* _DATA FOR THIS EXERCISE_
::::::::

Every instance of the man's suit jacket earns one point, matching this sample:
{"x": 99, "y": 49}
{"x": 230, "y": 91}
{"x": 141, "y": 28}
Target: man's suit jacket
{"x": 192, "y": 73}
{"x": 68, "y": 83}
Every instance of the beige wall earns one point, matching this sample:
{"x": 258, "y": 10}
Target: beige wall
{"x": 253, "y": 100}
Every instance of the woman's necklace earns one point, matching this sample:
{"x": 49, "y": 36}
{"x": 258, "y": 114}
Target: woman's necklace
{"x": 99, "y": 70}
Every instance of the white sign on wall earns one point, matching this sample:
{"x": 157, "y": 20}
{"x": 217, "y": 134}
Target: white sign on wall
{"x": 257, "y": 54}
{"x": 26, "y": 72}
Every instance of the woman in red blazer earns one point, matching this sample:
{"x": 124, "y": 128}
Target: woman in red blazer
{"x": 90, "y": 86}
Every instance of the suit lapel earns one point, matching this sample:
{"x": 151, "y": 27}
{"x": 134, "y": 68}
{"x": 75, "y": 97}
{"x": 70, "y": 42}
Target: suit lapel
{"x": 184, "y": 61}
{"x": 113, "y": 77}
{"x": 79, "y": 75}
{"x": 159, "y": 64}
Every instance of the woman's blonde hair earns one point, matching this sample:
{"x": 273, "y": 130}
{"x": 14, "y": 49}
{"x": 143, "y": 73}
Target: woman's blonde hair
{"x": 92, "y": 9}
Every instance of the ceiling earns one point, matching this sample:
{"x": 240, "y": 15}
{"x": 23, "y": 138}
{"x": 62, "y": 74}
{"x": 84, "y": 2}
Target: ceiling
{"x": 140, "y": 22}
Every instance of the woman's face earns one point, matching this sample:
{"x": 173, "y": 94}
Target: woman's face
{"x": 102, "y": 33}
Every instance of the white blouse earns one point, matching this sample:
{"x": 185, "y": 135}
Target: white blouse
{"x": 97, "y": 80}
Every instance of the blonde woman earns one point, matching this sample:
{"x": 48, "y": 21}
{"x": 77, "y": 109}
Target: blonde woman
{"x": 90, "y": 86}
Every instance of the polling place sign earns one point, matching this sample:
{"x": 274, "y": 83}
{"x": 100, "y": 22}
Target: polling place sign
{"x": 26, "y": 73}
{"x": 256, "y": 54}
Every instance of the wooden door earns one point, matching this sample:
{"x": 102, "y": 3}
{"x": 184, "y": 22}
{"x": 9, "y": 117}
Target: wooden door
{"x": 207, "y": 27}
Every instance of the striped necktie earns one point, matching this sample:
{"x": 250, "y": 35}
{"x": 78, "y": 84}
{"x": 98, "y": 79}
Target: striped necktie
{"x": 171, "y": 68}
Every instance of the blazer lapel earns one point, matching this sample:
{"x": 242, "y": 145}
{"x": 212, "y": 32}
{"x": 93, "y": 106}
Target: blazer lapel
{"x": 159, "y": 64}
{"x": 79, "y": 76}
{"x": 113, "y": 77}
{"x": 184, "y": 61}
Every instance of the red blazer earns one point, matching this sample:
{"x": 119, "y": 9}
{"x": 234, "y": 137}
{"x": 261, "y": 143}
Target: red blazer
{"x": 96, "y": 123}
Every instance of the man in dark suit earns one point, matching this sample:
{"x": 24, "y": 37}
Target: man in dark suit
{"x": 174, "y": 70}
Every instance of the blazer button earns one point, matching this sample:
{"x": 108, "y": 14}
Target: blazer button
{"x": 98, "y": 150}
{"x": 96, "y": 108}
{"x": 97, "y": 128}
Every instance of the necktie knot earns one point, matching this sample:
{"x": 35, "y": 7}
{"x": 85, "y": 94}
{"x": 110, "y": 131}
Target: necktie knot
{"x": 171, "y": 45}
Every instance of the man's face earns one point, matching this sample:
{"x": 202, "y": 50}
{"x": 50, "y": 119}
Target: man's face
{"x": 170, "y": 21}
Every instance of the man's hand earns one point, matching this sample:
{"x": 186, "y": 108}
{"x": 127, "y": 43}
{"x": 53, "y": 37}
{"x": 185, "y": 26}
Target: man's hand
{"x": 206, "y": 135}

::::::::

* _PROMPT_
Once the listing above has been read, restate it exactly.

* _COMPLETED TASK_
Every instance of the man's suit jacket earns one point, matching this sample:
{"x": 99, "y": 49}
{"x": 230, "y": 91}
{"x": 141, "y": 28}
Target: man's suit jacket
{"x": 192, "y": 73}
{"x": 68, "y": 83}
Every instance of the beige wall earns one point, matching this sample:
{"x": 258, "y": 10}
Target: beige wall
{"x": 253, "y": 100}
Every instance of the woman's necklace earns one point, matching this sample:
{"x": 49, "y": 36}
{"x": 258, "y": 114}
Target: woman's necklace
{"x": 99, "y": 70}
Every instance of the white sign on wall earns one point, matching this sample:
{"x": 157, "y": 20}
{"x": 217, "y": 134}
Target: white sign on wall
{"x": 257, "y": 54}
{"x": 26, "y": 72}
Every instance of the woman in red blazer earns one point, matching this sample:
{"x": 124, "y": 128}
Target: woman in red blazer
{"x": 90, "y": 86}
Every instance of the suit lapel earns one point, matching this sample:
{"x": 151, "y": 27}
{"x": 134, "y": 68}
{"x": 75, "y": 97}
{"x": 70, "y": 42}
Target: suit lapel
{"x": 184, "y": 61}
{"x": 113, "y": 77}
{"x": 79, "y": 75}
{"x": 159, "y": 64}
Every instance of the woman's blonde hair earns one point, matching this sample:
{"x": 273, "y": 130}
{"x": 14, "y": 49}
{"x": 143, "y": 73}
Target: woman's blonde hair
{"x": 92, "y": 9}
Every instance of the ceiling earns one point, matching this sample:
{"x": 240, "y": 15}
{"x": 23, "y": 138}
{"x": 62, "y": 74}
{"x": 84, "y": 2}
Target: ceiling
{"x": 140, "y": 22}
Every instance of the woman's face earns one point, matching this sample:
{"x": 173, "y": 94}
Target: woman's face
{"x": 102, "y": 33}
Every instance of the white blouse earns one point, matching this sample:
{"x": 185, "y": 135}
Target: white blouse
{"x": 97, "y": 80}
Every instance of the blonde woman earns one point, matching this sample:
{"x": 48, "y": 21}
{"x": 77, "y": 109}
Target: blonde woman
{"x": 90, "y": 86}
Every instance of the polling place sign earns one point, matching this sample:
{"x": 274, "y": 83}
{"x": 100, "y": 22}
Target: polling place sign
{"x": 26, "y": 73}
{"x": 256, "y": 54}
Every instance of the wooden door earns one point, matching this sample:
{"x": 102, "y": 3}
{"x": 184, "y": 22}
{"x": 9, "y": 117}
Target: wooden door
{"x": 207, "y": 27}
Every instance of the striped necktie earns one point, matching this sample:
{"x": 250, "y": 35}
{"x": 78, "y": 84}
{"x": 98, "y": 79}
Target: striped necktie
{"x": 171, "y": 68}
Every instance of the blazer lapel earns one point, matching this sample:
{"x": 242, "y": 145}
{"x": 212, "y": 32}
{"x": 93, "y": 106}
Target: blazer lapel
{"x": 159, "y": 64}
{"x": 79, "y": 76}
{"x": 113, "y": 77}
{"x": 184, "y": 61}
Every instance of the red blazer earns one point, matching this sample:
{"x": 119, "y": 9}
{"x": 234, "y": 137}
{"x": 261, "y": 143}
Target: red blazer
{"x": 96, "y": 123}
Every instance of the man in dark suit earns one point, matching this sample:
{"x": 24, "y": 37}
Target: man in dark suit
{"x": 174, "y": 70}
Every instance of the blazer button earns one point, matching this sample:
{"x": 108, "y": 14}
Target: blazer button
{"x": 98, "y": 150}
{"x": 96, "y": 108}
{"x": 97, "y": 128}
Every instance of the necktie knot earns one point, matching this sample:
{"x": 35, "y": 7}
{"x": 85, "y": 94}
{"x": 110, "y": 131}
Target: necktie knot
{"x": 171, "y": 45}
Every instance of the man's face earns one point, matching this sample:
{"x": 202, "y": 50}
{"x": 50, "y": 119}
Target: man's face
{"x": 170, "y": 21}
Every instance of the man's hand earns one point, matching this sample:
{"x": 186, "y": 108}
{"x": 127, "y": 43}
{"x": 53, "y": 37}
{"x": 185, "y": 26}
Target: man's hand
{"x": 206, "y": 135}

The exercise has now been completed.